-- Aim of the exercise --
Copy every line of the rows below verbatim, leaving out the pictures.

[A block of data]
▼
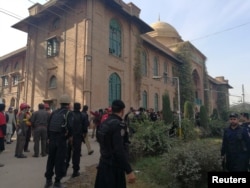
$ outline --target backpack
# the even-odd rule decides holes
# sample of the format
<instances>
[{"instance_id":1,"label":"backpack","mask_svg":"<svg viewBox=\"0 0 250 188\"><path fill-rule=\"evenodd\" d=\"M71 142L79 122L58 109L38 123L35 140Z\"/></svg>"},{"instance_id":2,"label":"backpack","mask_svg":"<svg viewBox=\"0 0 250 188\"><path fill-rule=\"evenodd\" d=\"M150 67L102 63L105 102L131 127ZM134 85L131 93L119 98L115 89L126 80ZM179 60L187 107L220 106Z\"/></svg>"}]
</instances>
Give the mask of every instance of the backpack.
<instances>
[{"instance_id":1,"label":"backpack","mask_svg":"<svg viewBox=\"0 0 250 188\"><path fill-rule=\"evenodd\" d=\"M58 109L52 112L49 121L49 131L52 132L67 132L67 118L69 115L68 109Z\"/></svg>"}]
</instances>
▲
-- Output of the task --
$ outline --target backpack
# the even-odd rule decides holes
# sample of the format
<instances>
[{"instance_id":1,"label":"backpack","mask_svg":"<svg viewBox=\"0 0 250 188\"><path fill-rule=\"evenodd\" d=\"M71 142L79 122L58 109L38 123L35 140Z\"/></svg>"},{"instance_id":2,"label":"backpack","mask_svg":"<svg viewBox=\"0 0 250 188\"><path fill-rule=\"evenodd\" d=\"M150 67L102 63L105 102L131 127ZM134 85L131 93L119 98L115 89L126 80ZM179 60L187 107L220 106Z\"/></svg>"}]
</instances>
Give the mask of every instance of the backpack.
<instances>
[{"instance_id":1,"label":"backpack","mask_svg":"<svg viewBox=\"0 0 250 188\"><path fill-rule=\"evenodd\" d=\"M58 109L52 112L49 121L49 131L52 132L67 132L67 118L69 115L68 109Z\"/></svg>"}]
</instances>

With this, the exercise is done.